>> Begin The data

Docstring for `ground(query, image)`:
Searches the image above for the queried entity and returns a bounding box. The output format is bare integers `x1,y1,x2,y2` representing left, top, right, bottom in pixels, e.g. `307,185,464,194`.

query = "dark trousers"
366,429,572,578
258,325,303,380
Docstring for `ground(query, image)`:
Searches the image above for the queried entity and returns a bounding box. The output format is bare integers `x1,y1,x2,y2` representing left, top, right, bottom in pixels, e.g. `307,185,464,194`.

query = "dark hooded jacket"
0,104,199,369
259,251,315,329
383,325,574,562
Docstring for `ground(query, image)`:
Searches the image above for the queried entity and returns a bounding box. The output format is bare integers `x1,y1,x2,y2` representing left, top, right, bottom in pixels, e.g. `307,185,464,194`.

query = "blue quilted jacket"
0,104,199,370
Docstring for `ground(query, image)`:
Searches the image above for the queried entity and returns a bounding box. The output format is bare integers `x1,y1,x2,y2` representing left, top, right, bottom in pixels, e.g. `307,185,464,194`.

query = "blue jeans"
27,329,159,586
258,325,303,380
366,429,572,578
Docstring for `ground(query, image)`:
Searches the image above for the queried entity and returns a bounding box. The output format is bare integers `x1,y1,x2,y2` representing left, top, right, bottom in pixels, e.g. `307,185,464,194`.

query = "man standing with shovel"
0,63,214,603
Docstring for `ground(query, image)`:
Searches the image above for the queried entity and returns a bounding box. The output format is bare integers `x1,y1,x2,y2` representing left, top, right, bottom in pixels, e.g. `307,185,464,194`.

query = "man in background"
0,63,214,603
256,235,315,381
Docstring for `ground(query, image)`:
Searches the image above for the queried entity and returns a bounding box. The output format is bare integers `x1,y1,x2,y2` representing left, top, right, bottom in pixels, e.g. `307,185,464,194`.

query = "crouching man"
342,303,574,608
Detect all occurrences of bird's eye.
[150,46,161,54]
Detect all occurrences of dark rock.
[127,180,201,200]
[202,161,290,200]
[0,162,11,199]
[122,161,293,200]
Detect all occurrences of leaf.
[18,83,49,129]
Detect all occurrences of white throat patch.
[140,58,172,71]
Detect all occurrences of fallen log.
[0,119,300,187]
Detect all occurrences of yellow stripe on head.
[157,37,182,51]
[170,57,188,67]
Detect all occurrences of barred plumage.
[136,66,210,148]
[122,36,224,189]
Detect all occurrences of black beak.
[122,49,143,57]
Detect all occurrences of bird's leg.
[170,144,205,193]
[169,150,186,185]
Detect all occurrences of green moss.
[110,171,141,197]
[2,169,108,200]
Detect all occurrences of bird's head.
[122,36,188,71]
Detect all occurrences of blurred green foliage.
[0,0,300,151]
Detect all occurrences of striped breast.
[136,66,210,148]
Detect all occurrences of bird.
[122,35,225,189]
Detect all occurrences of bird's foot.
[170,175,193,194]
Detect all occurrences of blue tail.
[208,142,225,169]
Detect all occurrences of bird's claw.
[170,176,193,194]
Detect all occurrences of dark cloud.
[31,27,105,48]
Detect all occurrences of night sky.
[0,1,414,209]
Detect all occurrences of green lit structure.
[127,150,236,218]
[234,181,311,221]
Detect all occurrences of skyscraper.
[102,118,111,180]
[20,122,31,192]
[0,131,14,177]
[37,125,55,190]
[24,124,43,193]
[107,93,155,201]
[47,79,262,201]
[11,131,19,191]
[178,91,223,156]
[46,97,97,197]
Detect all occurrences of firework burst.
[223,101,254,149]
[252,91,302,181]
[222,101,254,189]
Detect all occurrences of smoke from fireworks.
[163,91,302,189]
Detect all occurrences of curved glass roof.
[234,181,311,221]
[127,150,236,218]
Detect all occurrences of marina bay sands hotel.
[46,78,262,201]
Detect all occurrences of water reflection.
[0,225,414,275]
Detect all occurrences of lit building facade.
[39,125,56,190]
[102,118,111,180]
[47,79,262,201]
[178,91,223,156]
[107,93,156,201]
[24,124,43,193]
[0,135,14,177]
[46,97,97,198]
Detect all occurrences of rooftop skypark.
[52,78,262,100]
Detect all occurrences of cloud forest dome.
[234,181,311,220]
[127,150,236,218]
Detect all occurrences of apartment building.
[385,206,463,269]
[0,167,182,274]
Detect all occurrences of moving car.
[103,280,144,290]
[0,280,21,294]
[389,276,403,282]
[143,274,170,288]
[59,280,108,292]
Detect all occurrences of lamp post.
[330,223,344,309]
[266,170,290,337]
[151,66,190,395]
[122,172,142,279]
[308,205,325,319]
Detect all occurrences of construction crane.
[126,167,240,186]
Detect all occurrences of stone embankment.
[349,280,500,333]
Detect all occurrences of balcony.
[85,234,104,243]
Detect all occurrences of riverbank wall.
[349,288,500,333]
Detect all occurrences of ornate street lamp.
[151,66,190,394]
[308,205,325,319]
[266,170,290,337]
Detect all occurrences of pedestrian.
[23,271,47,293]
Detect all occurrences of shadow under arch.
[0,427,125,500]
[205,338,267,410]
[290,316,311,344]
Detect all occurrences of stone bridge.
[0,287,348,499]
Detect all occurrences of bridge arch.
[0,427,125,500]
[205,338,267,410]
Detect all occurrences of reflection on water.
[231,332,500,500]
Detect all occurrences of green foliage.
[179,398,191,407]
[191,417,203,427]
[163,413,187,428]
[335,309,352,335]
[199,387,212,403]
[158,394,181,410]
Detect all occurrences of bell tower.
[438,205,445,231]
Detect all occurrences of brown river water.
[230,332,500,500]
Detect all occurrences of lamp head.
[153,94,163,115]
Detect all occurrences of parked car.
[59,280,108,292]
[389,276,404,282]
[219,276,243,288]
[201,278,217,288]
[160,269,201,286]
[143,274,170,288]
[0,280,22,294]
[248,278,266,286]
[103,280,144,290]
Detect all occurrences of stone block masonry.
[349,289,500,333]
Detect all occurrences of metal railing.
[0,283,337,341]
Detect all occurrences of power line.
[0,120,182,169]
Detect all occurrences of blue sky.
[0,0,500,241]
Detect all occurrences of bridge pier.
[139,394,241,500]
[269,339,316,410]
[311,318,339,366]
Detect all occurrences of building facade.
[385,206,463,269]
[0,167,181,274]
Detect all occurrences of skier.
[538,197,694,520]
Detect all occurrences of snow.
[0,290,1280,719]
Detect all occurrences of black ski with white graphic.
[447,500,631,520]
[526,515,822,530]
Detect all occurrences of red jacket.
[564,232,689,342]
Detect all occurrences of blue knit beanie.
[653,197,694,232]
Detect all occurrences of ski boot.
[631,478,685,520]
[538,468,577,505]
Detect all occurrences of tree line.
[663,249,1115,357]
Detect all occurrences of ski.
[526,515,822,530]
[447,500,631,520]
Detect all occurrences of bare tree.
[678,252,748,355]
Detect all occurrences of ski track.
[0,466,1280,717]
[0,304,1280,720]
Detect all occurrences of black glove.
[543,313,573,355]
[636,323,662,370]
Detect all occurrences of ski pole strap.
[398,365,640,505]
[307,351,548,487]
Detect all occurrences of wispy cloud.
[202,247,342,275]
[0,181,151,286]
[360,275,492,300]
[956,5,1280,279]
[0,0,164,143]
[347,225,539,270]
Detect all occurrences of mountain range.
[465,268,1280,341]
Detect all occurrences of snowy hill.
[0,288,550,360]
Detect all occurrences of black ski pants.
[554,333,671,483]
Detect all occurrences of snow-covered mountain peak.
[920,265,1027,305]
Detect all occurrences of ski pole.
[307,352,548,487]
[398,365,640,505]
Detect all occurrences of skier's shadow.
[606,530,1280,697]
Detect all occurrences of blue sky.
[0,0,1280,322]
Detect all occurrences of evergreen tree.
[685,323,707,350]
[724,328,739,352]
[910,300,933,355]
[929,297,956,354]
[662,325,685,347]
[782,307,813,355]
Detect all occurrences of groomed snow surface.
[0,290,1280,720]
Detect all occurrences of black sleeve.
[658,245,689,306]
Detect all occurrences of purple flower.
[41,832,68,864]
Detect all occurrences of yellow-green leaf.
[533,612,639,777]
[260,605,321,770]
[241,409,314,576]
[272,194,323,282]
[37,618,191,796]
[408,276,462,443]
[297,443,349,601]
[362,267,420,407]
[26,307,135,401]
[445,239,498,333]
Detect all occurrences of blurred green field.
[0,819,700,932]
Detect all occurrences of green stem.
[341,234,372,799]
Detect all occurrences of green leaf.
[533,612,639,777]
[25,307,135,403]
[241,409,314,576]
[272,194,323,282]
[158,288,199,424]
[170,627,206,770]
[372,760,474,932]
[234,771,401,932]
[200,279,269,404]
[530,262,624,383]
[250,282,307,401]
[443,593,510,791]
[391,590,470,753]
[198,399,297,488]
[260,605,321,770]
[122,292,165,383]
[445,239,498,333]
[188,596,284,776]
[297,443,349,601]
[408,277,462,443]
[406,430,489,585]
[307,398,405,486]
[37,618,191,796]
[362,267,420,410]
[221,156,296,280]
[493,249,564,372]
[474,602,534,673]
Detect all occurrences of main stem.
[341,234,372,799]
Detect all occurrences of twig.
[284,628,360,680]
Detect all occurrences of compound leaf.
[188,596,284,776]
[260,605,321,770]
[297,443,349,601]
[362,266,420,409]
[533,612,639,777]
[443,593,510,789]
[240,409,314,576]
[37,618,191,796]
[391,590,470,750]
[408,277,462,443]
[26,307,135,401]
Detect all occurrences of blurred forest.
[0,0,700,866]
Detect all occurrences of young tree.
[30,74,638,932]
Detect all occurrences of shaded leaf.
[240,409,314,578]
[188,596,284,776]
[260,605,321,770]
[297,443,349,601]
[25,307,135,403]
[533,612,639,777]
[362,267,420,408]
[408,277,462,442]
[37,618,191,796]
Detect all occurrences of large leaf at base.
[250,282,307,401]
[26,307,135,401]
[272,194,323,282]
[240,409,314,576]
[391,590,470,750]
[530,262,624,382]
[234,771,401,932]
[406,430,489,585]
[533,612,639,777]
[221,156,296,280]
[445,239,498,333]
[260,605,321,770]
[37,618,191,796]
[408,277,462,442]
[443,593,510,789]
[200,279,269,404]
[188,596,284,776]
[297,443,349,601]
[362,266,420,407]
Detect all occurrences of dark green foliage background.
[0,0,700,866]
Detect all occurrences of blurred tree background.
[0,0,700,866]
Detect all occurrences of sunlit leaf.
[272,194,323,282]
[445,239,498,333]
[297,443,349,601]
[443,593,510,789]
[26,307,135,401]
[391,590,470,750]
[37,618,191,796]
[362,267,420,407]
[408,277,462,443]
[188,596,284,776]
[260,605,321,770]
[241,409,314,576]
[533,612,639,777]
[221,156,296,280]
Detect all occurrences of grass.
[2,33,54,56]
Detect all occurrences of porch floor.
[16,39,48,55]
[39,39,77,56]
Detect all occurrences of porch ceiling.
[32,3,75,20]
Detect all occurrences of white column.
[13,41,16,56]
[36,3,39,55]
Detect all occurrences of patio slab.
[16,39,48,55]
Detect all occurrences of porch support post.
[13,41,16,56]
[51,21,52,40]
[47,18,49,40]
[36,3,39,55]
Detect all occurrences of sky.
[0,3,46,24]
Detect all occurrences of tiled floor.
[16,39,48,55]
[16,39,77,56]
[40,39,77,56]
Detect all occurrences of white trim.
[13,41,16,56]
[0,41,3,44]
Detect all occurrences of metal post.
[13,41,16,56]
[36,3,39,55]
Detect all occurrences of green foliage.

>> End The data

_Required work_
Write out the material again, starting at the line that has "Detect all occurrences of blue tail." and stopping after the line that has "[0,225,414,275]". Swap "skyscraper" for "tower" and leave everything else as it is.

_Written answer_
Detect all occurrences of blue tail.
[208,142,225,169]
Detect all occurrences of bird's claw.
[170,176,193,194]
Detect all occurrences of dark cloud.
[31,27,105,48]
Detect all occurrences of night sky.
[0,1,414,209]
Detect all occurrences of green lit structure.
[127,150,236,218]
[234,181,311,221]
Detect all occurrences of tower.
[102,118,111,180]
[20,122,31,192]
[0,131,14,177]
[37,125,55,190]
[24,124,43,193]
[107,93,155,201]
[47,79,262,201]
[11,131,19,191]
[178,91,223,156]
[46,97,97,197]
Detect all occurrences of firework burst.
[223,101,254,149]
[252,91,302,181]
[222,101,254,189]
Detect all occurrences of smoke from fireworks.
[163,91,302,189]
Detect all occurrences of curved glass roof.
[234,181,311,221]
[127,150,236,218]
Detect all occurrences of marina bay sands hotel.
[46,78,262,201]
Detect all occurrences of water reflection.
[0,225,414,275]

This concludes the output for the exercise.